> **WRITTEN TASK 1**: Repeat the passage on the Buck tax dispute word for word, in full.

> **PASSAGE**:
###
The taxpayers, Millard P. Buck and Dorothy J. Buck, are husband and wife and reside in Oklahoma. The complaint alleges that the IRS made assessments for varying periods from 1955 through 1967 on account of unpaid federal income tax, federal withholding taxes, and taxes due under the Federal Unemployment Tax Act and the Federal Insurance Contribution Act; that the plaintiffs "have never denied" liability for the taxes; that they do deny the validity of the fraud penalties and the failure-to-file penalties; that the pertinent tax returns were duly and timely filed; that no remittance accompanied any return; that the total of the assessed taxes, penalties, and interest is $102,658.06; that the collection procedures "have completely tied up all of the taxpayer's [sic] resources"; and that the IRS pro rata allocation will result in their inability "to litigate the issue of their liability for the disputed penalties." A motion for preliminary injunction was supported by the affidavit of taxpayer Millard Buck saying that failure to grant the injunction will result in irreparable injury because of the taxpayers' inability "to litigate the issue of their liability for the taxes and penalties assessed against them."
###
> **WRITTEN TASK 2**: List every line in the rows below that contains the word "white". Case counts.
###
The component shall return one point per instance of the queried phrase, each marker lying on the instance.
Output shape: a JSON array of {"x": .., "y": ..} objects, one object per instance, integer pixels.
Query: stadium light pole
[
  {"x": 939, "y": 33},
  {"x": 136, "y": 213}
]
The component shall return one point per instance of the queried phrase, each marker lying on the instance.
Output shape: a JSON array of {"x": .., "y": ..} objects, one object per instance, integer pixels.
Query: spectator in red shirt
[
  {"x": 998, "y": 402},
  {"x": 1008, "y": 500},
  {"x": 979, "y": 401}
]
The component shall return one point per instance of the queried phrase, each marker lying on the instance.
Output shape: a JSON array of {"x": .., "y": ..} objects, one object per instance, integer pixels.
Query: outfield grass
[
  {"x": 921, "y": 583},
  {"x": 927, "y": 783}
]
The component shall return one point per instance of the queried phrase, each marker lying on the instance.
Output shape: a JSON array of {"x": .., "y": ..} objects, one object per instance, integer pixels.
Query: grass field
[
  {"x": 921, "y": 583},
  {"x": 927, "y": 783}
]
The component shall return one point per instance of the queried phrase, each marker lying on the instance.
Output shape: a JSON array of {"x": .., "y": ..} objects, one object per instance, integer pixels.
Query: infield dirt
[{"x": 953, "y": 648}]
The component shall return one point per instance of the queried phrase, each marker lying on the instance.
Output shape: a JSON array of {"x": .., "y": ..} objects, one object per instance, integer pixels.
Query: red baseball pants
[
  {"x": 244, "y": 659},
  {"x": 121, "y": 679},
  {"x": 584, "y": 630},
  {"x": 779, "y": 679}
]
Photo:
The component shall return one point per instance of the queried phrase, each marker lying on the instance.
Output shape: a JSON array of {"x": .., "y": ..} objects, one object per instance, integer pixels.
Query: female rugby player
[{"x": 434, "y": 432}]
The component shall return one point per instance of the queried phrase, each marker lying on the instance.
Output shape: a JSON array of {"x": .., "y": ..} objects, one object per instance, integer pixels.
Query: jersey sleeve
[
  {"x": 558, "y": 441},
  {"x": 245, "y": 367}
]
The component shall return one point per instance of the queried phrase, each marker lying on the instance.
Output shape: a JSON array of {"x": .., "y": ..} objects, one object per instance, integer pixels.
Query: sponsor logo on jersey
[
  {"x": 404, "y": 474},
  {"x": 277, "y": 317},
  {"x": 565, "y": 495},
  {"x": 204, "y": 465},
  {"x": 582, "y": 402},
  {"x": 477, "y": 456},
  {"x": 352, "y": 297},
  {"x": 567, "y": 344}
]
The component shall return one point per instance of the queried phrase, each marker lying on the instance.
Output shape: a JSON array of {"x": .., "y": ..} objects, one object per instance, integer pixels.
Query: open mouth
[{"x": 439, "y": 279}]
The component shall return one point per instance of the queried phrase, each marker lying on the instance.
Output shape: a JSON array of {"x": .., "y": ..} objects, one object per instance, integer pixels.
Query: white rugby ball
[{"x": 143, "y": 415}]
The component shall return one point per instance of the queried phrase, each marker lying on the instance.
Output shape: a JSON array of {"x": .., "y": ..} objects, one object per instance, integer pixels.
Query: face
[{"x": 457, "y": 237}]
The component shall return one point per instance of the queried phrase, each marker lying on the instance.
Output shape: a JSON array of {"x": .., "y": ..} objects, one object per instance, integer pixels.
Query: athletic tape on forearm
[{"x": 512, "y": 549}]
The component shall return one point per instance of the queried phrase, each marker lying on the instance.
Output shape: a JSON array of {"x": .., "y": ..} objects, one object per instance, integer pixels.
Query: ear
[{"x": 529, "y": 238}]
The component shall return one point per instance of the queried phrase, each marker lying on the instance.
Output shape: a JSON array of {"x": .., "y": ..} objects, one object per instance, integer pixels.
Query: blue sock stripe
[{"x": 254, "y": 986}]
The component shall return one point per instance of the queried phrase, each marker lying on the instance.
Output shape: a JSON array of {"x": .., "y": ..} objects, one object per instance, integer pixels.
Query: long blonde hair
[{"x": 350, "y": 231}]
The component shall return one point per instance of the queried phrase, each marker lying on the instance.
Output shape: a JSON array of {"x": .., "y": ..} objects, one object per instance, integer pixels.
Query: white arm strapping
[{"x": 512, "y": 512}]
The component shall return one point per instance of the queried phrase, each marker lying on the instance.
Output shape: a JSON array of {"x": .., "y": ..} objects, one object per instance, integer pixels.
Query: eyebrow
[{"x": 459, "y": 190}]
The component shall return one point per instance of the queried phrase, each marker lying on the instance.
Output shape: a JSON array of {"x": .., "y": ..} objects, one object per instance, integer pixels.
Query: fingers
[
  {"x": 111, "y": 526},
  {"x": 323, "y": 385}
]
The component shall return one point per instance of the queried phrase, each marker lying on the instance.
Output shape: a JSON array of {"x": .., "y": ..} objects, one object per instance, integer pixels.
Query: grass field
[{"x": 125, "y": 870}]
###
> **COMPLETE OUTPUT 1**:
The taxpayers, Millard P. Buck and Dorothy J. Buck, are husband and wife and reside in Oklahoma. The complaint alleges that the IRS made assessments for varying periods from 1955 through 1967 on account of unpaid federal income tax, federal withholding taxes, and taxes due under the Federal Unemployment Tax Act and the Federal Insurance Contribution Act; that the plaintiffs "have never denied" liability for the taxes; that they do deny the validity of the fraud penalties and the failure-to-file penalties; that the pertinent tax returns were duly and timely filed; that no remittance accompanied any return; that the total of the assessed taxes, penalties, and interest is $102,658.06; that the collection procedures "have completely tied up all of the taxpayer's [sic] resources"; and that the IRS pro rata allocation will result in their inability "to litigate the issue of their liability for the disputed penalties." A motion for preliminary injunction was supported by the affidavit of taxpayer Millard Buck saying that failure to grant the injunction will result in irreparable injury because of the taxpayers' inability "to litigate the issue of their liability for the taxes and penalties assessed against them."

> **COMPLETE OUTPUT 2**:
Query: white rugby ball
Query: white arm strapping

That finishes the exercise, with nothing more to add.